### Task directions
Count the lines in the rows below that contain the word "each", treating uppercase and lowercase as different. Reply with the number alone.

----- Data section

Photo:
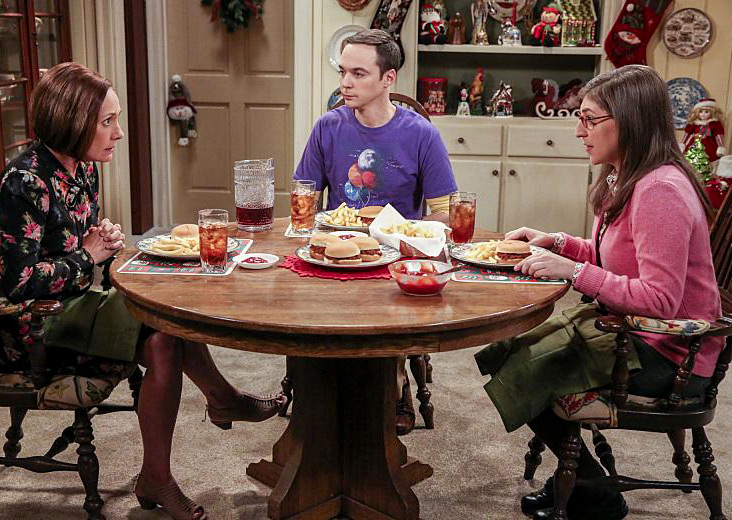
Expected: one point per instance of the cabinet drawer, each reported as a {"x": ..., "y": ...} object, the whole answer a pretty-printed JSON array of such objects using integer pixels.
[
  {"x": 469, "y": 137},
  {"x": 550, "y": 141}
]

----------
----- Data section

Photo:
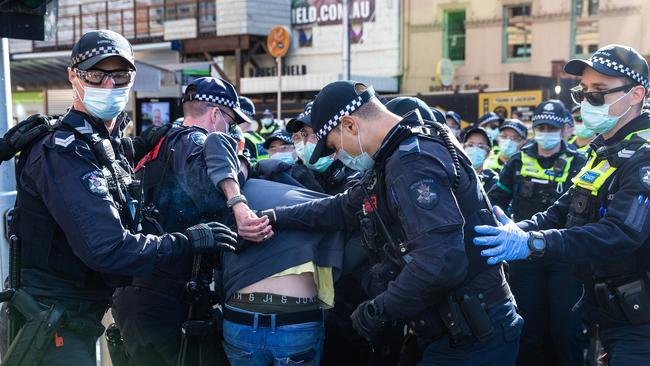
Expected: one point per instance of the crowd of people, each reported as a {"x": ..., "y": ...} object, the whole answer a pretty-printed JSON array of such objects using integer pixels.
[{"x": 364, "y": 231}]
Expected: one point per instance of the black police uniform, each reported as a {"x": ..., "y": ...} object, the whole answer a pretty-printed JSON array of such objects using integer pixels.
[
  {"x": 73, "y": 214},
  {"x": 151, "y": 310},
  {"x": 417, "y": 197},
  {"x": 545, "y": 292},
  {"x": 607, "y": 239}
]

----------

### Solution to the exercise
3